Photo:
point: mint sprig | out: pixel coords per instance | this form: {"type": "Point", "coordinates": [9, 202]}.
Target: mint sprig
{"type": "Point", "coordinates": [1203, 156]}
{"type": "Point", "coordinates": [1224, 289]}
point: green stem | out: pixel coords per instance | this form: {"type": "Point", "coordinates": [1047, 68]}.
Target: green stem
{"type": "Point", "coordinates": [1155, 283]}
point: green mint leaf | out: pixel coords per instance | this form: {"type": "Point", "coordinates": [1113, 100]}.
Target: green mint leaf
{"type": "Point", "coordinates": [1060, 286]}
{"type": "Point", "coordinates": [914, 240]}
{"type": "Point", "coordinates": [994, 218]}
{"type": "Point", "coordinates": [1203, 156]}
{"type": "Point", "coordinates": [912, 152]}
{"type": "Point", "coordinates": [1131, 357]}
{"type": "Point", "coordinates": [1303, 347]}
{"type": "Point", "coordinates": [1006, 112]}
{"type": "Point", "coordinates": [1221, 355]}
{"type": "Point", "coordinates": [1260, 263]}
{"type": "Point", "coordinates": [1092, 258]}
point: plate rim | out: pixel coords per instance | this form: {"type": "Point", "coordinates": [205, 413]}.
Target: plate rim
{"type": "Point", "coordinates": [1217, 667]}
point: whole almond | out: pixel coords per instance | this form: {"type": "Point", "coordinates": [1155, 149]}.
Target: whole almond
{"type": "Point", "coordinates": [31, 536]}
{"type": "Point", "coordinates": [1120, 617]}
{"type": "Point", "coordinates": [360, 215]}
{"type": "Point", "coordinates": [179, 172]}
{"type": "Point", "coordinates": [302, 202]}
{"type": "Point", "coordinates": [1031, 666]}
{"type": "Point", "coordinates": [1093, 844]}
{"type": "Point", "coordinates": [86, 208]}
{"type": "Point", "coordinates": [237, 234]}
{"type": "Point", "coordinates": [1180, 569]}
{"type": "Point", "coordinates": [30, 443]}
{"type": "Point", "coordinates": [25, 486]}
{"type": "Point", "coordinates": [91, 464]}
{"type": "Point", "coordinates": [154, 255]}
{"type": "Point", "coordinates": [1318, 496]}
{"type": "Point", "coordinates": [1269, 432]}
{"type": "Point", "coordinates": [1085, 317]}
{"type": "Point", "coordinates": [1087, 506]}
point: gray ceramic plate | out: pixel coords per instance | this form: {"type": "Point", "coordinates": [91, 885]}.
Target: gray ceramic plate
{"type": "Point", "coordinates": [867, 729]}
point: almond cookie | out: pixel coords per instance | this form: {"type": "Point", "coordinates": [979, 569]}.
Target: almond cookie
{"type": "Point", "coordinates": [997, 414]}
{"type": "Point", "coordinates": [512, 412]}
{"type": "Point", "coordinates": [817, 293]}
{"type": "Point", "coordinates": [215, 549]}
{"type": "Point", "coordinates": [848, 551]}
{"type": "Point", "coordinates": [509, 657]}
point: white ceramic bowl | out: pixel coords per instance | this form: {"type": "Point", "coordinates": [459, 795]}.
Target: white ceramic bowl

◇ ◇ ◇ ◇ ◇ ◇ ◇

_What the task asks_
Line by line, retype the whole listing exactly.

_Answer below_
Photo:
point: mint sprig | out: pixel coords per instance | this form: {"type": "Point", "coordinates": [9, 202]}.
Target: mint sprig
{"type": "Point", "coordinates": [1203, 156]}
{"type": "Point", "coordinates": [1224, 289]}
point: green stem | out: pixel coords per instance | this form: {"type": "Point", "coordinates": [1047, 68]}.
Target: green stem
{"type": "Point", "coordinates": [1155, 283]}
point: green mint leaf | out: pixel coords per instance | this form: {"type": "Point", "coordinates": [1113, 100]}.
Target: green mint leaf
{"type": "Point", "coordinates": [1060, 286]}
{"type": "Point", "coordinates": [914, 240]}
{"type": "Point", "coordinates": [994, 218]}
{"type": "Point", "coordinates": [1203, 156]}
{"type": "Point", "coordinates": [912, 152]}
{"type": "Point", "coordinates": [1131, 357]}
{"type": "Point", "coordinates": [1303, 347]}
{"type": "Point", "coordinates": [1006, 112]}
{"type": "Point", "coordinates": [1221, 355]}
{"type": "Point", "coordinates": [1260, 263]}
{"type": "Point", "coordinates": [1092, 258]}
point: plate rim | out: pixel coords per instance | this form: {"type": "Point", "coordinates": [205, 413]}.
Target: plate rim
{"type": "Point", "coordinates": [1217, 667]}
point: whole almond | out: pixel coords per instance | this form: {"type": "Point", "coordinates": [1155, 149]}.
Target: whole almond
{"type": "Point", "coordinates": [31, 536]}
{"type": "Point", "coordinates": [1120, 617]}
{"type": "Point", "coordinates": [360, 215]}
{"type": "Point", "coordinates": [179, 172]}
{"type": "Point", "coordinates": [302, 202]}
{"type": "Point", "coordinates": [1031, 666]}
{"type": "Point", "coordinates": [1093, 844]}
{"type": "Point", "coordinates": [86, 208]}
{"type": "Point", "coordinates": [237, 234]}
{"type": "Point", "coordinates": [1180, 569]}
{"type": "Point", "coordinates": [30, 443]}
{"type": "Point", "coordinates": [25, 486]}
{"type": "Point", "coordinates": [91, 464]}
{"type": "Point", "coordinates": [154, 255]}
{"type": "Point", "coordinates": [1318, 496]}
{"type": "Point", "coordinates": [1269, 432]}
{"type": "Point", "coordinates": [1085, 317]}
{"type": "Point", "coordinates": [1087, 506]}
point: gray ceramic plate | out: pixel coords per instance | this form: {"type": "Point", "coordinates": [91, 885]}.
Target: gray ceramic plate
{"type": "Point", "coordinates": [867, 729]}
point: almond cookie | out: pixel coords per instance | this form: {"type": "Point", "coordinates": [979, 569]}.
Target: almond cookie
{"type": "Point", "coordinates": [997, 414]}
{"type": "Point", "coordinates": [512, 412]}
{"type": "Point", "coordinates": [817, 293]}
{"type": "Point", "coordinates": [215, 549]}
{"type": "Point", "coordinates": [848, 551]}
{"type": "Point", "coordinates": [509, 657]}
point: white ceramic bowl | out: pixel coords per instance | this form: {"type": "Point", "coordinates": [459, 795]}.
Target: white ceramic bowl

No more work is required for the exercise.